* To be done *
Pick out every line in the records below that contains the word "face", and copy each of those lines in full.
===============
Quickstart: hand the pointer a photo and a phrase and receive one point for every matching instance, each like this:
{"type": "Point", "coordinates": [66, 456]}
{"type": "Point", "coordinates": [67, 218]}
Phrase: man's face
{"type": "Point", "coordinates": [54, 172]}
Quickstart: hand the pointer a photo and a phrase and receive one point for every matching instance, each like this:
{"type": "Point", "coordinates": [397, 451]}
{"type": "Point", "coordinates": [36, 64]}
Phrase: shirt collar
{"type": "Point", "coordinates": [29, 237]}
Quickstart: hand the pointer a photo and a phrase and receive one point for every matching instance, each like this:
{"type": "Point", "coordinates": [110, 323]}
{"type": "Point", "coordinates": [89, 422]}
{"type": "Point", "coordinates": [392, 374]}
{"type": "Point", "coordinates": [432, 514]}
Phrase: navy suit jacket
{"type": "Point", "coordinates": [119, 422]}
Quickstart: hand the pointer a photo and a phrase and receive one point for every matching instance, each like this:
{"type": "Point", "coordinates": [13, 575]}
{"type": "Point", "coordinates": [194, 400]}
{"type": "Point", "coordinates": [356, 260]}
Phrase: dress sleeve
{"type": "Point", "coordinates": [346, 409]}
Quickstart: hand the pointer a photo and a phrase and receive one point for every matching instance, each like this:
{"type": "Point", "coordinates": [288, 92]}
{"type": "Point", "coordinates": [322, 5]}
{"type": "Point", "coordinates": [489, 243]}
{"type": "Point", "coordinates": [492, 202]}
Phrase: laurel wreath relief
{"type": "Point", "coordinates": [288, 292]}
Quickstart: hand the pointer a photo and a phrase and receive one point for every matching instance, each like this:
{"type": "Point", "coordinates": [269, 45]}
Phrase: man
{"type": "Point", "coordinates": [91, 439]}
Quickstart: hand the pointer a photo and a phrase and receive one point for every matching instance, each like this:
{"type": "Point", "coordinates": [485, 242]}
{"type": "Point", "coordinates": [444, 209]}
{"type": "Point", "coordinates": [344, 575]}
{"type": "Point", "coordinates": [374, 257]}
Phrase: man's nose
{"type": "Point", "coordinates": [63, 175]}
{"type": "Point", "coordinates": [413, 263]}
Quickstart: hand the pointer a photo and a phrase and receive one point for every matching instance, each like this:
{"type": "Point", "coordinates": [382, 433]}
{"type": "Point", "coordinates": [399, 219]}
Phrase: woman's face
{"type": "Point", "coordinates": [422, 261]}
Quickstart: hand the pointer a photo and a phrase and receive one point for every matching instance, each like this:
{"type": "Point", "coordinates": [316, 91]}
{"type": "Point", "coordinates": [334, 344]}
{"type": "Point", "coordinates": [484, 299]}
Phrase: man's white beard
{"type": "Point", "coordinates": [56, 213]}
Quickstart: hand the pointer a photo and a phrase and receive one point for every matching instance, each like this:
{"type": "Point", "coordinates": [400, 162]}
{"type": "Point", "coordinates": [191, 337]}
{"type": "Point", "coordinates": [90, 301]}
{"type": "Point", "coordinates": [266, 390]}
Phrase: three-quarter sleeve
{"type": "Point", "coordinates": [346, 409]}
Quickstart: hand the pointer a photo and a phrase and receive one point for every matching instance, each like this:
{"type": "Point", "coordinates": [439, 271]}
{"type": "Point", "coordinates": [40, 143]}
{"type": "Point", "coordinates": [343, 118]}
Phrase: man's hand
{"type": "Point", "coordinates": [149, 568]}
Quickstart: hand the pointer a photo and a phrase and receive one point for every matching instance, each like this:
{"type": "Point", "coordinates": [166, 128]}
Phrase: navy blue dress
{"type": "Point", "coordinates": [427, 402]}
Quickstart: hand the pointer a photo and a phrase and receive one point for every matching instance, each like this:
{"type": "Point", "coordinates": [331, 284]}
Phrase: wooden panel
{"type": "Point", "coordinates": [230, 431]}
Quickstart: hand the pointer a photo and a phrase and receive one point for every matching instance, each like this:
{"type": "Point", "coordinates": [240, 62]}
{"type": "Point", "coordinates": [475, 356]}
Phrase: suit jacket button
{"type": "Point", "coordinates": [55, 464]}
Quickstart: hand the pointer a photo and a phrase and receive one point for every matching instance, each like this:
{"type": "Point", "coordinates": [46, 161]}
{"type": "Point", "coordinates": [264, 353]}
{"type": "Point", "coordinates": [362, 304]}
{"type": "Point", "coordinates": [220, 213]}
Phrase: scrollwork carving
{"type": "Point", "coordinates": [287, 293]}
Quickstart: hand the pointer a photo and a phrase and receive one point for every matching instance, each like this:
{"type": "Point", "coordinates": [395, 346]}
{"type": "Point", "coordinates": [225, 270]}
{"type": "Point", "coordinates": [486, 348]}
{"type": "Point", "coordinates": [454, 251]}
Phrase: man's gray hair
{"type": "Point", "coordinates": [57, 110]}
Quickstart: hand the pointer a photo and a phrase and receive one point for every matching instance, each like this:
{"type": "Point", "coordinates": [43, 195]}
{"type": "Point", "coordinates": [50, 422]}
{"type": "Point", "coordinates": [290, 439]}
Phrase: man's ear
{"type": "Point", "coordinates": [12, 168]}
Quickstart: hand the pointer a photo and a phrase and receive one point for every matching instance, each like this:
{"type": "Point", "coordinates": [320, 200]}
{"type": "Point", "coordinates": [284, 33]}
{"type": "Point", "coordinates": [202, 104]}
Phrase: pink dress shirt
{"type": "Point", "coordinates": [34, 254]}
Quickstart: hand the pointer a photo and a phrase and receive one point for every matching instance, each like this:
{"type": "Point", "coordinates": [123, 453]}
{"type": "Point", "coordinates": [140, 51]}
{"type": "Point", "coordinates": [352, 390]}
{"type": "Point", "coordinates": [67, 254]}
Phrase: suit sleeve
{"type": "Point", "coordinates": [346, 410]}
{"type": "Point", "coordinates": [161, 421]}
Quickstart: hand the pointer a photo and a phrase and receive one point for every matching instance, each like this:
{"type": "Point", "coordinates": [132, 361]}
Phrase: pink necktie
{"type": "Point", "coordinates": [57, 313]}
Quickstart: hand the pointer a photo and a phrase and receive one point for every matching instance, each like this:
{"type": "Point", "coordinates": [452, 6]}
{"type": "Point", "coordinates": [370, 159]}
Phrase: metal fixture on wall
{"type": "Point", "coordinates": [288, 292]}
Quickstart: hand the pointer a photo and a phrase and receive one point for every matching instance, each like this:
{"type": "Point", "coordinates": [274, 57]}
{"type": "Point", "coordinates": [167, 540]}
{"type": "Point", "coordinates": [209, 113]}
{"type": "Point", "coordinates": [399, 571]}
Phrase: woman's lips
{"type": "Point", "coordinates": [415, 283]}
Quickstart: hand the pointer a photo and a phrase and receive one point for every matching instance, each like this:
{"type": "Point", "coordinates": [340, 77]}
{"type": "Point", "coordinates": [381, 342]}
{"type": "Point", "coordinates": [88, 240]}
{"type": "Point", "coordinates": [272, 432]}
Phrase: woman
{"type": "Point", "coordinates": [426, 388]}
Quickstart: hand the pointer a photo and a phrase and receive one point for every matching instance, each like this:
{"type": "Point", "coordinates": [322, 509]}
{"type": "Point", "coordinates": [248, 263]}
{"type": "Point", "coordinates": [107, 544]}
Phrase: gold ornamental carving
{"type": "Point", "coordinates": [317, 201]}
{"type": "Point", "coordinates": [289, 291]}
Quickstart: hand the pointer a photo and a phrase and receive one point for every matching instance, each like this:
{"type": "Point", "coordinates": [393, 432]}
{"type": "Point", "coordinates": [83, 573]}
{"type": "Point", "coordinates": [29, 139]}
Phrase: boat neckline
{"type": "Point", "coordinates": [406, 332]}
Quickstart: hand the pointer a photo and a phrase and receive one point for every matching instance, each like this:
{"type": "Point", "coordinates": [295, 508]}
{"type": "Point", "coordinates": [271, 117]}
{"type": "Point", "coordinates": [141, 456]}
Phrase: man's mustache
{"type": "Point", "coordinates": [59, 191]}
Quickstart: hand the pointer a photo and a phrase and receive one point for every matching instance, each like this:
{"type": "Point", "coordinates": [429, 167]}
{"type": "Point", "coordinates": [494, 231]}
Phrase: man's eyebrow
===============
* The response *
Phrase: man's face
Phrase: woman's face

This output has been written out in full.